YOUR ASSIGNMENT:
Please summarize the abstract below on chronic hypoxia and muscle glucose uptake in two sentences.

--- DOCUMENT SEGMENT Enclosed Below ---

Chronic hypoxia increases insulin‐stimulated glucose uptake in mouse skeletal muscle

Abstract

High altitude populations have lower blood glucose levels and decreased incidence of diabetes. Faster glucose uptake and increased insulin sensitivity are likely explanations for these findings: skeletal muscle is the largest glucose sink in the body and its adaptation to the hypoxia of altitude may influence glucose uptake and insulin sensitivity. This study tested the hypothesis that chronic normobaric hypoxia increases glucose uptake in mouse skeletal muscle. Adult male C57BL/6J mice were kept in normoxia (FIO2=21%, Control) or normobaric hypoxia (FIO2=10%, Hypoxia) for 4 weeks. Blood glucose and insulin concentrations were lower in the Hypoxia group (glucose: Control, 14.3 ± 0.65 vs. Hypoxia, 9.9 ± 0.83 mM, p<0.001; and insulin: Control, 1.2 ± 0.2 vs. Hypoxia, 0.7 ± 0.1 ng/ml, p<0.05). There was no difference in basal glucose uptake in soleus muscle (1.59±0.24 vs 1.71±0.15 umol/g/h; Control and Hypoxia respectively). However, insulin‐stimulated glucose uptake was 30% higher after 4 weeks of hypoxia (6.24±0.23 umol/g/h) compared to Control (4.87±0.37 umol/g/h, p<0.02). There was no significant difference in muscle glycogen content. While the content of glucose transporters 4 and 1 (GLUT4 and GLUT1), phosphoinositide 3‐kinase (PI3K), glycogen synthase kinase 3 (GSK3), and protein kinase B/AKT was not affected by chronic hypoxia, AKT phosphorylation following insulin stimulation in soleus muscle was significantly higher (25% greater in Hypoxia vs. Control, p<0.05). GSK3 phosphorylation was not different. These results demonstrate that increased insulin‐stimulated glucose uptake in skeletal muscles is the likely mechanism leading to lower blood glucose and insulin levels in mice adapted to chronic hypoxia. The molecular mechanisms mediating this adaptation may be useful for the treatment of insulin resistant states.

--- End of Enclosed DOCUMENT SEGMENT ---
--- THE DATA Enclosed Below ---

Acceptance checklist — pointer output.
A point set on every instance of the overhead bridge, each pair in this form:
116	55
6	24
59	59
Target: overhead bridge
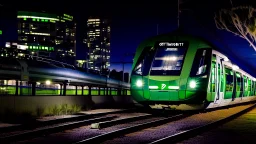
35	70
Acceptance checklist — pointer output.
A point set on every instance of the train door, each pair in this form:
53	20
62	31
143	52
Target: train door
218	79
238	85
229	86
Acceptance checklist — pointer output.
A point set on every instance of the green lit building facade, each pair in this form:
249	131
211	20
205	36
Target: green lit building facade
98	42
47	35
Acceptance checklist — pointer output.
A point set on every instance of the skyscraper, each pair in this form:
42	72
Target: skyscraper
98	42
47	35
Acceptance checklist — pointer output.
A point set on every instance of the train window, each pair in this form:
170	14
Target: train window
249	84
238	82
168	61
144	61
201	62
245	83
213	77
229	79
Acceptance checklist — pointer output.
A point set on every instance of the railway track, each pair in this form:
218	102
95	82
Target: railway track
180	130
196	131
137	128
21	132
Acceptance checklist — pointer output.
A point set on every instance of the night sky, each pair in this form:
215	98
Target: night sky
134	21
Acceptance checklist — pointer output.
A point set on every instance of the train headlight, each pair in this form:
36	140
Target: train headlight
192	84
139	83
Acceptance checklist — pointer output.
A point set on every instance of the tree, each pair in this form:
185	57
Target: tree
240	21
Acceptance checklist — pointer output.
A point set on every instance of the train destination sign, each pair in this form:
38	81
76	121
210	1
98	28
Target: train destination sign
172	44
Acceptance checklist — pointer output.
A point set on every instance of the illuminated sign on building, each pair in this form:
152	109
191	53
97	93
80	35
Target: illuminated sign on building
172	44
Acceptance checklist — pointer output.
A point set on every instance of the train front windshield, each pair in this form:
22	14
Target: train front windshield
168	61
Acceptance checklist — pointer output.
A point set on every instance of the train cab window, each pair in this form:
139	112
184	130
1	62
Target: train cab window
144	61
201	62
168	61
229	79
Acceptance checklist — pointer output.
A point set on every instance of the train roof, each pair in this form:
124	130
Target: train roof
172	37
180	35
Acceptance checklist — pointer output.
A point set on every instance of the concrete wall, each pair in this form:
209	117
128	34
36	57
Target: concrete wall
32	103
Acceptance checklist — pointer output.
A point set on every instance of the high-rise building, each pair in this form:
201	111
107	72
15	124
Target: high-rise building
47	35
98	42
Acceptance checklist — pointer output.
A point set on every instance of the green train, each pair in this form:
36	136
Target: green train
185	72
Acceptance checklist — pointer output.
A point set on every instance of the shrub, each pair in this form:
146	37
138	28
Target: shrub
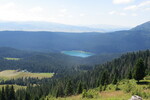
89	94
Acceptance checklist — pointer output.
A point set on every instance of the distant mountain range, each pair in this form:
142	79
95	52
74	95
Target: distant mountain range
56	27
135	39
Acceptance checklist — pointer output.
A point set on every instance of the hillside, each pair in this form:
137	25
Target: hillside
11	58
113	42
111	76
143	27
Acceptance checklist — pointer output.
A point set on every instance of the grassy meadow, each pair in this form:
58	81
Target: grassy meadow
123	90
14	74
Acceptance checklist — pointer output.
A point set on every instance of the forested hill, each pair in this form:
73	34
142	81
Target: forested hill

--- End of Enclosed THE DATA ---
--- THE DATA Enclosed Below ---

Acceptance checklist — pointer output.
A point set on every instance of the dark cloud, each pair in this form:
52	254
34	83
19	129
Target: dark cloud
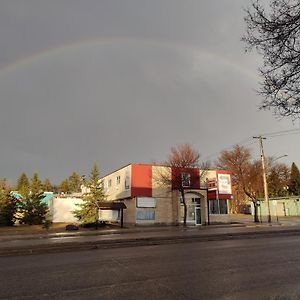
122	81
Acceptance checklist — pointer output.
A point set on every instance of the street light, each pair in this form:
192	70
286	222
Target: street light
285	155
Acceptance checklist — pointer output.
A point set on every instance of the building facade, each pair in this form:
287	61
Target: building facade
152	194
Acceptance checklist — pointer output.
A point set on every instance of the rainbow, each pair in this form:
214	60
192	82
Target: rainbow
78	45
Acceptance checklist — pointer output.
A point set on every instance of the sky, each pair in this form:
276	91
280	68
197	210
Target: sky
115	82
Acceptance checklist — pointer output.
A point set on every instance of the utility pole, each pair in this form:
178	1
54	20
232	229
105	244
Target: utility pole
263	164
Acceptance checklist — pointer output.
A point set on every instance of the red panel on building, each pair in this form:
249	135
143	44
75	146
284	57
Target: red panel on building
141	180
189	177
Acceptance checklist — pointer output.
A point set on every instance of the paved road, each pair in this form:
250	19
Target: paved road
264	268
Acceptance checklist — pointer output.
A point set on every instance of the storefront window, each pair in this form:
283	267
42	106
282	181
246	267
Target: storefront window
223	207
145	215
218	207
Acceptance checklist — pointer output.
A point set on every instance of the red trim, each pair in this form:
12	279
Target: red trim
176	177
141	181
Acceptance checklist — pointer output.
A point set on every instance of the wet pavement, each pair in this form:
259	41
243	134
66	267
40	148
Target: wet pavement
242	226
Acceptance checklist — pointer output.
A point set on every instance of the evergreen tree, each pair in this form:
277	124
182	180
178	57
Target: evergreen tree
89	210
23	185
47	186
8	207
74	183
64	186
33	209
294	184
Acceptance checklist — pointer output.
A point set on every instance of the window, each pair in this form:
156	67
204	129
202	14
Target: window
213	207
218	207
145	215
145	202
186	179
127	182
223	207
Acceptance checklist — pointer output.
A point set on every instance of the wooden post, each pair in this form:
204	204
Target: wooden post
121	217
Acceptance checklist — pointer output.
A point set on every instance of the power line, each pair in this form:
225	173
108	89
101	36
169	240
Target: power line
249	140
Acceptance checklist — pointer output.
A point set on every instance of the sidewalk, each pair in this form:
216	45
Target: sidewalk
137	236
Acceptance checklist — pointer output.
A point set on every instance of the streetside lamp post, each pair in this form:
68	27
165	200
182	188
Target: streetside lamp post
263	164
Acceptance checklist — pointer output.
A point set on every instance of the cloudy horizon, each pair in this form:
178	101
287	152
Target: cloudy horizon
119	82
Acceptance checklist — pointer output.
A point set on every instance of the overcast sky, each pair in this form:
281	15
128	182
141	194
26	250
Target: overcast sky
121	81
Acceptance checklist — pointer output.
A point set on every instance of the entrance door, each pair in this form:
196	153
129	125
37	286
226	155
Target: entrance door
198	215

--- End of Enclosed THE DATA ---
--- THE DATA Enclosed Below ---

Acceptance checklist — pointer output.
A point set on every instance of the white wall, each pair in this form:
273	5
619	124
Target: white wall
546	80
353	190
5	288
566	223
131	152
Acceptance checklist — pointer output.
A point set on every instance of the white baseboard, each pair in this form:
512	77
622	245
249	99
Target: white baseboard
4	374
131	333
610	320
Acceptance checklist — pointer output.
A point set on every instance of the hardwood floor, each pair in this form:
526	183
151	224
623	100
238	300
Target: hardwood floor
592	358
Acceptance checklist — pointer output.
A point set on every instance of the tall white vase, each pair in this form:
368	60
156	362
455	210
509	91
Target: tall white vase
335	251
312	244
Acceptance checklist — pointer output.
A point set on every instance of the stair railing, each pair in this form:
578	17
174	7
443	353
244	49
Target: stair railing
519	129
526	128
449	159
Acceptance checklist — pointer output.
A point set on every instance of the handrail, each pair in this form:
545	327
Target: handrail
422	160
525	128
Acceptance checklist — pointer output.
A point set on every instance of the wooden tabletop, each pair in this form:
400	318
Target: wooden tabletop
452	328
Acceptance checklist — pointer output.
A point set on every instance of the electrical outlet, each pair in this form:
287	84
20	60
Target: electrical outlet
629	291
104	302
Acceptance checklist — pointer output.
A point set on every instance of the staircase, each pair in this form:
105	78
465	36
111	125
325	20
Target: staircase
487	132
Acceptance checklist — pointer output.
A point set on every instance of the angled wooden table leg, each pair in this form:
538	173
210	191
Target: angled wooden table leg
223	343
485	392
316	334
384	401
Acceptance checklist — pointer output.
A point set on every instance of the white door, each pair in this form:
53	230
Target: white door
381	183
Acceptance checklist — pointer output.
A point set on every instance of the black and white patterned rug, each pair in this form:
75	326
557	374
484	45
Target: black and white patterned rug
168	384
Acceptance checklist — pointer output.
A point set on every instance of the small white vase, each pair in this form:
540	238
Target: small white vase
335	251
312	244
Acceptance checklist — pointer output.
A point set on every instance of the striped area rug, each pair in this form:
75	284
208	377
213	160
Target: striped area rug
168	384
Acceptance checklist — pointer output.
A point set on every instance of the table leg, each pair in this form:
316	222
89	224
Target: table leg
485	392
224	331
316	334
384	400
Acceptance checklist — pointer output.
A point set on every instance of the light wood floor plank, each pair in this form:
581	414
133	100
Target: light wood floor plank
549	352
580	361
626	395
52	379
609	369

--- End of Enclosed THE DATA ---

ANSWER SPACE:
Adult male mice kept in normobaric hypoxia (10% inspired oxygen) for 4 weeks had lower blood glucose and insulin than normoxic controls, and their soleus muscle showed 30% higher insulin-stimulated glucose uptake with no difference in basal uptake. Hypoxia did not change the content of glucose transporters or the signaling proteins measured, but it raised insulin-stimulated AKT phosphorylation by 25%, and the study concludes that greater insulin-stimulated glucose uptake in skeletal muscle likely explains the lower blood glucose and insulin.